* **TEXT EXTRACT**:
** start **
# How To Make Great Cider. Easily.



## DanBrewer (10/10/14)

Simple tutorial with simple recipes: How To Make Great Cider

I'm not sure what the equivalent of Trader Joe's (grocery store) throughout Australia is... Maybe something like Mountain Creek Whole Foods in Canberra? Basically, the only thing you'd need it for is buying quality, 100% juices for a decent price. Maybe the supermarket would do the trick-


----------



## Airgead (10/10/14)

Much as I hate to blow my own trumpet...

http://aussiehomebrewer.com/topic/72201-how-to-get-started-in-cider-the-definitiveish-guide-to-beginner39/

You can get good apples from farmers markets (in season), direct from the growers (if you are close by) or from you local wholesale fruit market (flemmington in Sydney).

But only in season. Cold stored apples (ie: anything you are buying now) are less good for cider. The go all floury and starchy and lose sugars.

Cheers
Dave


----------



## TimT (10/10/14)
** end **
* **EXTRACTED RECORDS**:
** start **
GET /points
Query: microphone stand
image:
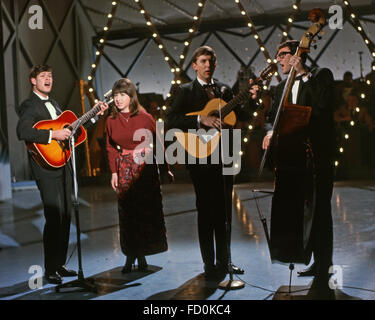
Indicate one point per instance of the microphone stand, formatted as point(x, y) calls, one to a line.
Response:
point(227, 284)
point(81, 282)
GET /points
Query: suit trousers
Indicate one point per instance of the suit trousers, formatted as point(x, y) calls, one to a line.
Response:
point(322, 228)
point(57, 203)
point(214, 204)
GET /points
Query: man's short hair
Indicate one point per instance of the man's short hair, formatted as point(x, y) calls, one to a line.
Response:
point(204, 51)
point(293, 46)
point(39, 68)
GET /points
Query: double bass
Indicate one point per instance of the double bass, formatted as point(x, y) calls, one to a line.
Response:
point(293, 201)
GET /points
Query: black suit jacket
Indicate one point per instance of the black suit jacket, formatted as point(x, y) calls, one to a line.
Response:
point(318, 92)
point(192, 97)
point(30, 112)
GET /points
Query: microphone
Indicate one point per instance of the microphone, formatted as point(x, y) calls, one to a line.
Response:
point(222, 90)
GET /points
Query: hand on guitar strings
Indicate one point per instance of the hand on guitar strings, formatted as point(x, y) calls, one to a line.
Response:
point(103, 107)
point(254, 89)
point(296, 62)
point(211, 121)
point(61, 135)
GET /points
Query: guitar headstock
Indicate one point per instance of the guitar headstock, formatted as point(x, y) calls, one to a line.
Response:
point(108, 97)
point(317, 17)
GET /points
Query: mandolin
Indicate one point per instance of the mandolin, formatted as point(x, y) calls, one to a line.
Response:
point(203, 144)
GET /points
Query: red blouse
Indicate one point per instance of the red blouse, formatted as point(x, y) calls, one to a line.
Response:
point(120, 132)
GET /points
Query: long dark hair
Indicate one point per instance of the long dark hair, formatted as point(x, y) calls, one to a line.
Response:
point(124, 85)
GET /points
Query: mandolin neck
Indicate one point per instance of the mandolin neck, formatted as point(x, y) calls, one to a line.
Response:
point(87, 116)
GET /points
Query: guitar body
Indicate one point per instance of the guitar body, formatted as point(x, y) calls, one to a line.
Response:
point(57, 153)
point(202, 146)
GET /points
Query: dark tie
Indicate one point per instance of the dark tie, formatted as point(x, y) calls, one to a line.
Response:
point(209, 88)
point(58, 110)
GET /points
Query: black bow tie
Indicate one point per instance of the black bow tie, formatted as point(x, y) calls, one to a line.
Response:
point(211, 85)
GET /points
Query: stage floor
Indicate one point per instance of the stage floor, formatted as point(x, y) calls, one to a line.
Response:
point(177, 273)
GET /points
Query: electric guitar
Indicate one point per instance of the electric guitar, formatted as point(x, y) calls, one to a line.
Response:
point(57, 153)
point(203, 144)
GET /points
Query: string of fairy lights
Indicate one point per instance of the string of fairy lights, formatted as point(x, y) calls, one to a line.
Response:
point(100, 48)
point(259, 102)
point(175, 68)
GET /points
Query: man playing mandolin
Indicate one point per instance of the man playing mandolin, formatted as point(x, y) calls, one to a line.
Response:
point(213, 195)
point(54, 184)
point(315, 88)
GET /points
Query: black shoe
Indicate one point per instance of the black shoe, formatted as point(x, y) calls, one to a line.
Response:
point(64, 272)
point(53, 277)
point(308, 272)
point(237, 270)
point(128, 265)
point(210, 271)
point(320, 285)
point(142, 264)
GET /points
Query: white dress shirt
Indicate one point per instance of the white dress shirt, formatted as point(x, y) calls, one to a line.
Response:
point(52, 111)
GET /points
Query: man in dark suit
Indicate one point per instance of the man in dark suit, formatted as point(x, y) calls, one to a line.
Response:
point(313, 87)
point(213, 189)
point(55, 185)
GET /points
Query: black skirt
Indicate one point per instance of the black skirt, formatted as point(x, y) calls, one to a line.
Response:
point(141, 217)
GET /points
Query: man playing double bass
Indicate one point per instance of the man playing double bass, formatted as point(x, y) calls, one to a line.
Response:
point(313, 87)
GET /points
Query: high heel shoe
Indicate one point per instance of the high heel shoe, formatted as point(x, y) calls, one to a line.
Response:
point(128, 265)
point(142, 264)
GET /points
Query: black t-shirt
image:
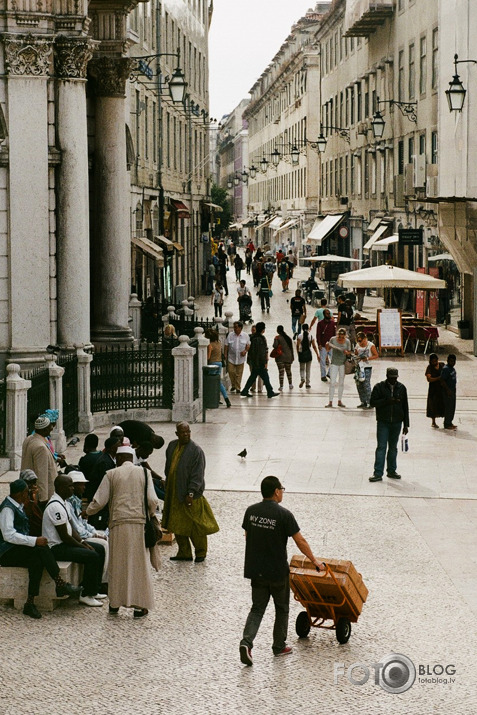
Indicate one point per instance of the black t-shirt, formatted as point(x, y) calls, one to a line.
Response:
point(268, 526)
point(297, 305)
** end **
* **EXERCISE 1**: In the cider thread, reproduce everything from "## DanBrewer (10/10/14)" down to "my own trumpet...", changing "Trader Joe's" to "Costco".
* **EXERCISE 2**: According to the cider thread, what happens to cold stored apples that makes them less good for cider?

* **EXERCISE OUTPUT 1**:
## DanBrewer (10/10/14)

Simple tutorial with simple recipes: How To Make Great Cider

I'm not sure what the equivalent of Costco (grocery store) throughout Australia is... Maybe something like Mountain Creek Whole Foods in Canberra? Basically, the only thing you'd need it for is buying quality, 100% juices for a decent price. Maybe the supermarket would do the trick-


----------



## Airgead (10/10/14)

Much as I hate to blow my own trumpet...

* **EXERCISE OUTPUT 2**: They go floury and starchy and lose sugars.